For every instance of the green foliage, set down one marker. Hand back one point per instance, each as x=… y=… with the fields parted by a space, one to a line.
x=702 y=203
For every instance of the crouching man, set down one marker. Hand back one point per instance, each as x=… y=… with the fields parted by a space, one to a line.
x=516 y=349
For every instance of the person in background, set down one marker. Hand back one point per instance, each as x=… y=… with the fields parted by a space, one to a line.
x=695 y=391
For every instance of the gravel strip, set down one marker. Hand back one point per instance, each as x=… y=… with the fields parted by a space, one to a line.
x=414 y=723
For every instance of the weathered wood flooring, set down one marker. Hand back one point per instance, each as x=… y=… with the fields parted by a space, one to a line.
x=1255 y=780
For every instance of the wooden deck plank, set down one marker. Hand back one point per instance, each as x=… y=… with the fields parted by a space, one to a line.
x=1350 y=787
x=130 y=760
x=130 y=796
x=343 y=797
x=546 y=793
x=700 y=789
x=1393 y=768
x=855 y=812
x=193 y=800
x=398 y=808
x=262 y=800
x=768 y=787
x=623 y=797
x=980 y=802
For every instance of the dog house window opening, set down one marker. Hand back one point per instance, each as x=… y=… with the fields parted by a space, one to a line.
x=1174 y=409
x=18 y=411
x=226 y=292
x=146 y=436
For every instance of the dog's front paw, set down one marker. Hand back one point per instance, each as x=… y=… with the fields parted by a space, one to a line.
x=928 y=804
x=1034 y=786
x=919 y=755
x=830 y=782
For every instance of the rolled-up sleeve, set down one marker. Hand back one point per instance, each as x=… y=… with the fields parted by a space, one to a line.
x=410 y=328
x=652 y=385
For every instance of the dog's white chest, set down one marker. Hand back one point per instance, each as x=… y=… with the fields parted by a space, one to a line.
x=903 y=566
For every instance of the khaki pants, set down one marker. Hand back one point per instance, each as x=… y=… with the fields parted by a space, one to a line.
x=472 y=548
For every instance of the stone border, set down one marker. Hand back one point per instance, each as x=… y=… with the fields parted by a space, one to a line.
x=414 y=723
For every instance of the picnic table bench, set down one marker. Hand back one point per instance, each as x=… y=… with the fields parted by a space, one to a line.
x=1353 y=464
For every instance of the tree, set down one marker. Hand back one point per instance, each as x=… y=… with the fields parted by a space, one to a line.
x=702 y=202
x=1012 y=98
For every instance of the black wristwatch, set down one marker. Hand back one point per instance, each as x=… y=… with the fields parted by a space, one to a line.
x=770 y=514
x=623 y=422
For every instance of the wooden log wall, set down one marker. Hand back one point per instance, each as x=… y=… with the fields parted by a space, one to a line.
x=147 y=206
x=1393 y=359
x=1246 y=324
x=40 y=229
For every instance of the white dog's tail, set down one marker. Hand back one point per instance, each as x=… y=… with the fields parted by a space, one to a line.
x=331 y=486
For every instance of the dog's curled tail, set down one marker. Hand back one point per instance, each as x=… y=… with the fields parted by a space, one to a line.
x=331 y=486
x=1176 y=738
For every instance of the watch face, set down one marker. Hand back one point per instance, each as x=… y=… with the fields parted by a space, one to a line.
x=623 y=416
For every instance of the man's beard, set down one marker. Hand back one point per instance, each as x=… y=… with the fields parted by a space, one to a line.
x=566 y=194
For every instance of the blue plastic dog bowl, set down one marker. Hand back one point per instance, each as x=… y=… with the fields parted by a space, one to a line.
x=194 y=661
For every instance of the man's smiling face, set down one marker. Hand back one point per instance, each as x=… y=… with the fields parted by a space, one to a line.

--- --- ---

TASK DIRECTIONS -
Please transcribe all of the records, keeping every line exactly as it is.

RESULT FOR THIS EXERCISE -
For every instance of the green foliage, set down one marker. Hand back one point per instance, each as x=… y=… with the fields parted by a space, one to a line.
x=702 y=203
For every instance of the crouching man, set down one marker. Hand back one point per instance, each as x=… y=… with the fields parted by a space, one to a line.
x=516 y=349
For every instance of the person in background, set down one marker. Hand back one point per instance, each as x=… y=… with the fields parted by a space, one to a line.
x=695 y=391
For every instance of the gravel strip, set down one marker. Hand back one point per instance, each as x=… y=… with the fields parted by a space, one to a line.
x=414 y=723
For every instance of the weathered wood flooring, set down one marker. Hand back one point per instance, each as x=… y=… with the fields parted by a space, one to a line.
x=1255 y=780
For every instance of the wooden deck plank, set down one marker. Hand back one point per instance, each as x=… y=… with the fields parted by a space, one to a line.
x=1350 y=787
x=130 y=760
x=130 y=796
x=343 y=797
x=546 y=793
x=700 y=789
x=1393 y=768
x=855 y=812
x=193 y=800
x=398 y=808
x=262 y=800
x=768 y=787
x=623 y=797
x=980 y=802
For every instance of the dog house window opening, set down one marker. Hand back one point per instance, each as x=… y=… with the fields parted by a space, one to a line.
x=1174 y=409
x=18 y=411
x=226 y=292
x=146 y=436
For every instance of the dog's front paw, set down one marker. Hand back one point per instance, each as x=… y=… with the fields parted by a space, one to a line.
x=928 y=804
x=1034 y=786
x=919 y=755
x=830 y=782
For every instance of the rolled-up sleeve, set down one marker. Hand back one point per instance, each as x=… y=… with the fields parted by a space, one to a line.
x=410 y=328
x=652 y=385
For every instance of the dog's white chest, set down one marker. Hand back one point per instance, each as x=… y=… with the fields parted by a space, one to a line.
x=903 y=566
For every instance of the khaki pants, set down one marker. Hand back one point per instance, each as x=… y=… with the fields parted by a space, one to a line.
x=472 y=548
For every instance of the stone border, set down one marker. Hand back one point per instance, each as x=… y=… with the fields parted by a space, one to a line.
x=414 y=723
For every instance of the picnic table bench, set down one marker. Hand back one point per instance, each as x=… y=… with the fields parted by a space, one to a line.
x=1353 y=464
For every instance of the tree, set down one marker. Hand back one point per instance, each as x=… y=… with the fields parted by a space, one to a line.
x=702 y=202
x=1012 y=98
For every instance of the black wristwatch, set down one marker. Hand back one point per instance, each as x=… y=… with the fields parted by a space, one to a line.
x=770 y=514
x=623 y=422
For every instance of the wooden log wall, set down one marker. Hand back one point per instance, each as x=… y=… with the fields parted by a space, one to a line.
x=147 y=206
x=1393 y=359
x=1246 y=324
x=40 y=229
For every instance of the white dog's tail, set down one marker. Hand back one point per instance, each as x=… y=… with the fields parted by a space, one to a line.
x=331 y=486
For every instance of the dog's curled tail, set down one marker. Hand back one point per instance, each as x=… y=… with the fields parted by a space, one to a line.
x=331 y=486
x=1176 y=738
For every instance of the watch face, set down one marker. Hand back one point per instance, each as x=… y=… with the fields parted by a space, one to a line.
x=623 y=416
For every instance of the man's beard, set down one marker. Hand back one point per instance, each as x=… y=… with the fields parted by a space, one to a line.
x=566 y=194
For every instance of the blue plastic dog bowl, set down one marker. Hand back one point per instance, each as x=… y=… with the fields parted by a space, one to a line.
x=194 y=661
For every instance of the man's smiling face, set down one marker. Hand back one point per instance, each as x=… y=… with the fields parted by a space, one to a line.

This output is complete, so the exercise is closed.